* Challenge *
Please pick up the art interview about Body Sculpture and the camouflaged gym weights after its last sentence and continue it.

* Document *

*****

In Body Sculpture (2000), which consists of a piece of gym equipment covered in chewing gum, not only are there numerous assertions about the body and the hubris underpinning it, but also, the piece casts an ironic glance at the working processes of other artists, such as Matthew Barney, in the sense that it disallows the work from being either mythologised or from functioning symbolically, rather, returning them always to the uses of desire. It’s that desire is always present, before any symbolic dimension, is that it?
In this particular project, an association with the work of Matthew Barney is inevitable because of the materials and objects with which I’ve chosen to work. But I’m not interested in the mythologisation of the materials themselves. Rather, I’m concerned that these should be understood for what they signify, and for the way in which they’re put to everyday use. I’m more concerned with the change in meaning that the object undergoes through the signification of its cladding, than with unleashing a scatology of the senses. Here, desire erupts as something pre-existing that exceeds the choice of objects or the choice of materials, in order to then be given back to the viewer.

Still on this exhibition: there were works with an explicit sexual connotation, others that were more sensory; whichever way, desire was omnipresent and undermined all pretensions at symbolisation, and this was also the case with the way you used gym weights.
With the weights, I was interested in thinking about how desire is contained by social, cultural and political conventions. For instance, the way the American army was able to cohabit with two entirely opposed ideas: on the one hand, that there should be a motto (the motto that lends this work its title) that says that you can be whoever you want to be, so long as no one knows; on the other hand, that you can defend a sexual ideology and at the same time defend the institution that condemns it. It’s about thinking of camouflage not only as something that’s part of military equipment, but also as a mechanism that exists in order that a person might assert himself within the very system that condemns him. I dealt with these questions not only in the weights wrapped in camouflage, which were inscribed with the words “don’t ask, don’t tell, don’t pursue”, but also in Beefcake. Here, in addition to the more overt references to Warhol’s film, there’s a quotation from a magazine, namely the Athletic Model Guild Physique Pictorial from the 1950s, that, in the context of a puritan America, presented itself as a “health and fitness” publication, but it was in fact consumed as an erotic magazine.

*****

(Pointing records)
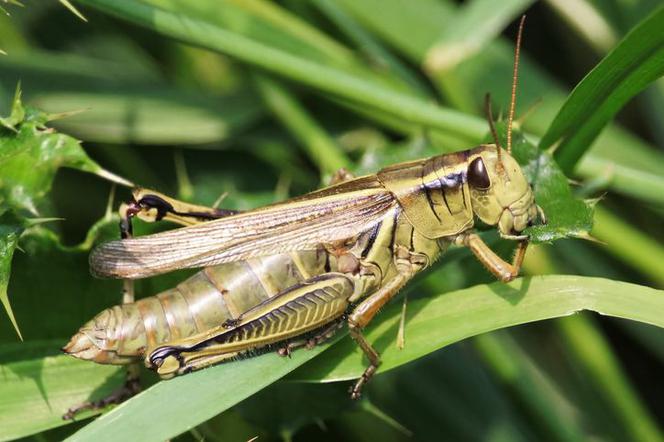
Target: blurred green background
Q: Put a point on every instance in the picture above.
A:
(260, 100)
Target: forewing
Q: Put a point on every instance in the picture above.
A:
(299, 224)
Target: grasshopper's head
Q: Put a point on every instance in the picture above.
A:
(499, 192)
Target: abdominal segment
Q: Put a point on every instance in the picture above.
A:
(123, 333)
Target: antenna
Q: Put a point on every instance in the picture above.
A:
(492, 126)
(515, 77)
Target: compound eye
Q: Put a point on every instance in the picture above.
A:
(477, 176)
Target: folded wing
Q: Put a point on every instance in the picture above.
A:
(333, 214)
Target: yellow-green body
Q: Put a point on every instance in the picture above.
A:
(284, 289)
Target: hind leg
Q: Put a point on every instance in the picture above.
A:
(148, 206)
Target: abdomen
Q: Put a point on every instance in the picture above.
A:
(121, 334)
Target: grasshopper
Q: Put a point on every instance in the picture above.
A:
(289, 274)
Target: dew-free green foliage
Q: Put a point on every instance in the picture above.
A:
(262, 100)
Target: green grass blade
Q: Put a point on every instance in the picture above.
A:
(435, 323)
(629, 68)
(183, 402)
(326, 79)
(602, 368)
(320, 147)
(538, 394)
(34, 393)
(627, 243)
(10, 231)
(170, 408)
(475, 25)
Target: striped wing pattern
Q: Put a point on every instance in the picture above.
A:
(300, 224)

*****

* Reply to the exercise *
In a sense, nothing exists outside of desire itself...
Yes, desire in the sense that it’s here depicted, as something that motivates us.

To return to the question of translation: in some of your works, you’ve attempted to explore this im/possibility and to play with misunderstandings, with how strange it is when one language is transformed into another. There’s one very odd work, Goalball, which was shown at the exhibition O Carteiro Toca Apenas Duas Vezes [The Postman Only Rings Twice], that displaces into the context of visual art a game meant for the blind.
Yes, Goalball (2000) deals precisely with this question of translation. The idea for the project sprang from my having attended a series of guided tours at the Communications Museum. The idea of the group show for which this project was made, was that each of the artists should work around a particular aspect of the museum, and I used the guided tours as my point of departure. I was astounded to hear that visually impaired constituted one of the largest groups to attend these guided tours, possibly because their jobs were in telecommunications.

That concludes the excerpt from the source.